-- begin DATA FOR THE TASK --

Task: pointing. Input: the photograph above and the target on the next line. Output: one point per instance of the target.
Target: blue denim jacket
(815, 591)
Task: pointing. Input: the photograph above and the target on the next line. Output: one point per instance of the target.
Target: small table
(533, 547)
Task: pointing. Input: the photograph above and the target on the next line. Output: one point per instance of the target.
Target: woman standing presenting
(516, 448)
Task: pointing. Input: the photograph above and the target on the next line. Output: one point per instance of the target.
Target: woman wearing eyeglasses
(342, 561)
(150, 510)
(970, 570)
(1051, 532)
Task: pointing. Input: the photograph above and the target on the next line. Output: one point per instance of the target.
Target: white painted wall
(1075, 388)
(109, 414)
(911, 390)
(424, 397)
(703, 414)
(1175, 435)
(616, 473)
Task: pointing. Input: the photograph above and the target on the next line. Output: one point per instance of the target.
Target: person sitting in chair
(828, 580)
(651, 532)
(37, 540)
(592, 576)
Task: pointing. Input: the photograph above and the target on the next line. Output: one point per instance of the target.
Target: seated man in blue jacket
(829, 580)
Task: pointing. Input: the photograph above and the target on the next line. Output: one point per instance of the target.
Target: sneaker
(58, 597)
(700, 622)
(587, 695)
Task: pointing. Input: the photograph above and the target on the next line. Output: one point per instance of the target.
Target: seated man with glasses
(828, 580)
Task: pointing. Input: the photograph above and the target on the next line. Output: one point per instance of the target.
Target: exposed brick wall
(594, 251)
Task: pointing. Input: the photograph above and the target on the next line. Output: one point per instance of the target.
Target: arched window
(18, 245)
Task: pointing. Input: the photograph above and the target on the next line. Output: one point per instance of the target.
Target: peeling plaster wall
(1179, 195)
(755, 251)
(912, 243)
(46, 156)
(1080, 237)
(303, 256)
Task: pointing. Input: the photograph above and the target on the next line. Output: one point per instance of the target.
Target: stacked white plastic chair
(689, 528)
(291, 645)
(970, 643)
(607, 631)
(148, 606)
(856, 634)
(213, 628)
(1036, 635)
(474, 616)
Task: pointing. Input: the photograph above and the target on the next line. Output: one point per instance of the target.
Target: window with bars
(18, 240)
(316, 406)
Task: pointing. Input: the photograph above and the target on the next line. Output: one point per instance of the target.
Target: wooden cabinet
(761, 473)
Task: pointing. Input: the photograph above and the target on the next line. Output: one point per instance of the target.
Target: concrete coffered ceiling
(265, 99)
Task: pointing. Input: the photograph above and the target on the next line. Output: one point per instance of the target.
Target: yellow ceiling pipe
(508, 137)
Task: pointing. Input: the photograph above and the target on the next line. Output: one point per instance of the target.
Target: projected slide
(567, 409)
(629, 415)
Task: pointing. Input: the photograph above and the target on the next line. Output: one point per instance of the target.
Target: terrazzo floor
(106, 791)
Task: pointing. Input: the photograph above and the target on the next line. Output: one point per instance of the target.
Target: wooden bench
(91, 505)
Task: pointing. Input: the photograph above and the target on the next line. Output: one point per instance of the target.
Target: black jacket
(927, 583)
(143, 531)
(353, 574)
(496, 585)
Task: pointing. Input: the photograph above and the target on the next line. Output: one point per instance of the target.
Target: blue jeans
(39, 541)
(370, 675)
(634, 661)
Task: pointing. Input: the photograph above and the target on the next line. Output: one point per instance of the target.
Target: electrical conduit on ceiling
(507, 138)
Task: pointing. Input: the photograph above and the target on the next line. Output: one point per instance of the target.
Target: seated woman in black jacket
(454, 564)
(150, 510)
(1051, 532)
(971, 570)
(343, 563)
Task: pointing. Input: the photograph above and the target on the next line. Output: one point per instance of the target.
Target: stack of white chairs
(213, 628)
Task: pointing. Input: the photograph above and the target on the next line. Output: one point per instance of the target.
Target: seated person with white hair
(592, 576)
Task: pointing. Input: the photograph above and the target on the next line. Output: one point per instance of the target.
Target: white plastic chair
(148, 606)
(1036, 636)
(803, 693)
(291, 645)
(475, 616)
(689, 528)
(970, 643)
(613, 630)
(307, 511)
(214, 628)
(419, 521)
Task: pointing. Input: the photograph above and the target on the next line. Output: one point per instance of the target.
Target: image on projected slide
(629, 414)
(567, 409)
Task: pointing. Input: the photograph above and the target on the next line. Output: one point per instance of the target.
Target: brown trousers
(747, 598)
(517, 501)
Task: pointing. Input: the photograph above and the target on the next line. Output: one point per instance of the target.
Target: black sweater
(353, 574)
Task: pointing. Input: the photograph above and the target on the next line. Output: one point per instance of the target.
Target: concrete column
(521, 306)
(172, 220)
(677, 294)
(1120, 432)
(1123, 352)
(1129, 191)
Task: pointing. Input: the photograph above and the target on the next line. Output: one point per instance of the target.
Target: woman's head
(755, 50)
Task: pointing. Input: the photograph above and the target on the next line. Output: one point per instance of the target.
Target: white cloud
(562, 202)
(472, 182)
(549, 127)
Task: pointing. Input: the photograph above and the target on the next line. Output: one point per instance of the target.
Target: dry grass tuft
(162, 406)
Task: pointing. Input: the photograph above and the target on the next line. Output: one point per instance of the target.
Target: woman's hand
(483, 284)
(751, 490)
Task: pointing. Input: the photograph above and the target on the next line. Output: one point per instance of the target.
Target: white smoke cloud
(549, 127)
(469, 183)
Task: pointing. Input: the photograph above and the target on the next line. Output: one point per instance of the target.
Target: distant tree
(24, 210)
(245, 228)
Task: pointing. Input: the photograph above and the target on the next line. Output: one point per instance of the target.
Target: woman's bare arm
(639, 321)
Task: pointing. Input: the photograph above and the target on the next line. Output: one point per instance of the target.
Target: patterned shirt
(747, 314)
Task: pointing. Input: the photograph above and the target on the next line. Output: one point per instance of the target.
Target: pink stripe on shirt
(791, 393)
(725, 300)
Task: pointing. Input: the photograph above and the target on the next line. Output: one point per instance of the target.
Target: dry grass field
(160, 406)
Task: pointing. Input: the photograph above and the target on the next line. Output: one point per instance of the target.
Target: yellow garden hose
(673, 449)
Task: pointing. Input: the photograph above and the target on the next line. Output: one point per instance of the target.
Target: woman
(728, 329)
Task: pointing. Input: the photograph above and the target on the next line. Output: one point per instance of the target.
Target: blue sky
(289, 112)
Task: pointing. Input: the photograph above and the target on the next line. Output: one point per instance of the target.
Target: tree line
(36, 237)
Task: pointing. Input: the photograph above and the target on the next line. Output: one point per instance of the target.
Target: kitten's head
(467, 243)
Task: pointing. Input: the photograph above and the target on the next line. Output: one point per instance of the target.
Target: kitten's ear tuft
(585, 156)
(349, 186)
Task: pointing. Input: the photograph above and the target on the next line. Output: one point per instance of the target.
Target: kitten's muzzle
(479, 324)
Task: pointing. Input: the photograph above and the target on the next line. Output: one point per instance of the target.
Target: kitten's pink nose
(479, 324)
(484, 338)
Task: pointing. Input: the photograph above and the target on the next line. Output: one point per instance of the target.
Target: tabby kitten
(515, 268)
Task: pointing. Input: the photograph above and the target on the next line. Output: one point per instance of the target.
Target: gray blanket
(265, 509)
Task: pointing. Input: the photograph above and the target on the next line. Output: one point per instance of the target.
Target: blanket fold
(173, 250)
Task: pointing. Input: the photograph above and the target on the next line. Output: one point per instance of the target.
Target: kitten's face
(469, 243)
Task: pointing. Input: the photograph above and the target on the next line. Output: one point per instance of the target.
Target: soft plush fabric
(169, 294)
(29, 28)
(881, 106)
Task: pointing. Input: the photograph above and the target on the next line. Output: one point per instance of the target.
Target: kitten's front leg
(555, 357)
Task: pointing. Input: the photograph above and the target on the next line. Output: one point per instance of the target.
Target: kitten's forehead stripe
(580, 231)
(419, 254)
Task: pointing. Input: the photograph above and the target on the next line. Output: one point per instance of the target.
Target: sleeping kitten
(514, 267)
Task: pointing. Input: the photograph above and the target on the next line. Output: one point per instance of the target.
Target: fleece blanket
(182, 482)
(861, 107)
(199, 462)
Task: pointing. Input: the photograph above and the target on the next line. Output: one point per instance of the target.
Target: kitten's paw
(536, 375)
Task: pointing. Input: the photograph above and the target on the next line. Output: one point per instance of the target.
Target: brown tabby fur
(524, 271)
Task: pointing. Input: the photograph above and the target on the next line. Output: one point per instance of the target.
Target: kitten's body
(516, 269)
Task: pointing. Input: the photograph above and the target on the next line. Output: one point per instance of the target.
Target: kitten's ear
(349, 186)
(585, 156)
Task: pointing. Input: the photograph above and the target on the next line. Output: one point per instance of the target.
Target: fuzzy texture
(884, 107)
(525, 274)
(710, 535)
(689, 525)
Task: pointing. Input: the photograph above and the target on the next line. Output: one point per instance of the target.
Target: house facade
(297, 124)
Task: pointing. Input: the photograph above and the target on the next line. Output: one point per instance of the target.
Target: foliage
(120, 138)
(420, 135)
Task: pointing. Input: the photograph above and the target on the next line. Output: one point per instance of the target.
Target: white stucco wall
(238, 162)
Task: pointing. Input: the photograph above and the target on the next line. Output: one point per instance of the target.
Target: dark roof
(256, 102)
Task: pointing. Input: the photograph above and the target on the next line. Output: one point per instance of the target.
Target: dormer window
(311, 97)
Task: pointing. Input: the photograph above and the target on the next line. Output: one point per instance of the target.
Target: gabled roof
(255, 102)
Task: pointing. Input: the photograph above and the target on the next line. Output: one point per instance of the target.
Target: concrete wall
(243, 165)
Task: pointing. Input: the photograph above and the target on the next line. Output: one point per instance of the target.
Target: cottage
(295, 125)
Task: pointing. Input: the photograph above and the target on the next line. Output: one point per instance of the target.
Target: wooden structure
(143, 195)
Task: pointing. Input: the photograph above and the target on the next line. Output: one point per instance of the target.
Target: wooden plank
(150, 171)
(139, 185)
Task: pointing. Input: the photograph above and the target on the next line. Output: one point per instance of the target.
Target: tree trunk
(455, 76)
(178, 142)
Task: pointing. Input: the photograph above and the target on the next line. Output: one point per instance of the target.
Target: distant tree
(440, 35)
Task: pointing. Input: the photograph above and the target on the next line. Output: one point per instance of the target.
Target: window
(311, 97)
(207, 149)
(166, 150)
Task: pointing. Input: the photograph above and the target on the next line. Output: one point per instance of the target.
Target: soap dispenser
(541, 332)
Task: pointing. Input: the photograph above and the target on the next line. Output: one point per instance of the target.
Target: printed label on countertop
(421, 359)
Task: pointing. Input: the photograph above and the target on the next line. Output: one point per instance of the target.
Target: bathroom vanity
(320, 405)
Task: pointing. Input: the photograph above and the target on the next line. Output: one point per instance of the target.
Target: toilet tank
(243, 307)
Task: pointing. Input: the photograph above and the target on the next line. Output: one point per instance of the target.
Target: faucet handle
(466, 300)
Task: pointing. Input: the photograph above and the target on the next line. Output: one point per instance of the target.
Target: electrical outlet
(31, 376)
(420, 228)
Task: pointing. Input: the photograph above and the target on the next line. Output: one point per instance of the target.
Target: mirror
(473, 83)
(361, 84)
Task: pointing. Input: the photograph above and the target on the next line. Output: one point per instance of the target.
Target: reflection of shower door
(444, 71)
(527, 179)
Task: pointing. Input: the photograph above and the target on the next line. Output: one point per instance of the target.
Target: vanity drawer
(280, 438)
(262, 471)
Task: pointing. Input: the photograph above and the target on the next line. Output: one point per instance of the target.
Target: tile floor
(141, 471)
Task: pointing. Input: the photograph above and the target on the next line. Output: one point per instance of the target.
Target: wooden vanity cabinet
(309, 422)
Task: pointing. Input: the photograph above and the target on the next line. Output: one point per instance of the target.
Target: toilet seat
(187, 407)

-- end DATA FOR THE TASK --

#### WORK TO DO:
Pick out every line in the material above that has the word "plastic" and copy each one out in full. Capital and small letters must match.

#### RESPONSE TO THE EXERCISE:
Target: stacked white plastic chair
Target: white plastic chair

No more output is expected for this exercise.